Objective
Reproduce all of the rows below verbatim, character for character.

[Excerpt from a data file]
______

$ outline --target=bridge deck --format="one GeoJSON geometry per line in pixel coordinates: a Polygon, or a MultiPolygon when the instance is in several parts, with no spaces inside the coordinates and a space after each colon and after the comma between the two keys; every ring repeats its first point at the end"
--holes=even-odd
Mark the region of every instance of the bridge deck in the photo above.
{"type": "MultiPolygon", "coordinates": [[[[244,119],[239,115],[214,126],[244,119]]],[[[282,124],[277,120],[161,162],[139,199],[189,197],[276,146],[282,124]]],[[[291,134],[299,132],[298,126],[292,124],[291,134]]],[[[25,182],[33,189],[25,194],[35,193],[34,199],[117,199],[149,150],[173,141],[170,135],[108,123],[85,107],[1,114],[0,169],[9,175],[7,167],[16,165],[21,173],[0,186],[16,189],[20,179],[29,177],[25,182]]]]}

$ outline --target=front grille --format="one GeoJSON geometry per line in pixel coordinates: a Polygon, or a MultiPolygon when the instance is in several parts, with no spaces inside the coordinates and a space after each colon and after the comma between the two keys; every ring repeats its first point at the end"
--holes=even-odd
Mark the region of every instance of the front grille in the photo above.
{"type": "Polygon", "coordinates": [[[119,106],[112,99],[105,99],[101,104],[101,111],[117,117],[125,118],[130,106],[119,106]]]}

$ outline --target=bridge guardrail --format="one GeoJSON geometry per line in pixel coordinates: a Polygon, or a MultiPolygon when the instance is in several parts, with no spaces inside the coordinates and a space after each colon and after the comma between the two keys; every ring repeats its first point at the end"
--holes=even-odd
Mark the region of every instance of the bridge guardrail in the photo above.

______

Result of the task
$ outline --target=bridge deck --format="one GeoJSON geometry per line in pixel coordinates: a Polygon, or a MultiPolygon when the instance is in several parts, with no spaces inside the coordinates and a space after each colon and after the comma between the two keys; every ring repeats its first point at the end"
--holes=even-odd
Mark the region of every instance of the bridge deck in the photo above.
{"type": "MultiPolygon", "coordinates": [[[[244,119],[239,115],[214,126],[244,119]]],[[[282,124],[277,120],[161,162],[139,199],[189,197],[276,146],[282,124]]],[[[291,134],[299,132],[298,126],[292,124],[291,134]]],[[[25,182],[33,189],[25,194],[35,193],[34,199],[117,199],[149,150],[173,141],[170,135],[108,123],[85,107],[1,114],[0,169],[9,175],[7,167],[16,165],[21,173],[0,186],[16,189],[20,179],[29,177],[25,182]]]]}

$ outline --target=front grille --format="one GeoJSON geometry per line in pixel coordinates: a Polygon, or a MultiPolygon when the instance is in several parts, with no spaces inside the coordinates and a space after each colon and after the comma between the two keys; every ring repeats its first point at the end"
--holes=even-odd
Mark the region of every instance of the front grille in the photo above.
{"type": "Polygon", "coordinates": [[[119,106],[112,99],[105,99],[101,104],[101,111],[117,117],[125,118],[130,106],[119,106]]]}

$ outline --target=bridge guardrail --format="one GeoJSON geometry per line in pixel coordinates: a Polygon, or a MultiPolygon when the instance is in several parts, with no spaces inside the coordinates and a space after each colon and after the comma between the two keys; every ring repeats its first point at the end"
--holes=even-odd
Mark the region of every instance of the bridge guardrail in the photo above.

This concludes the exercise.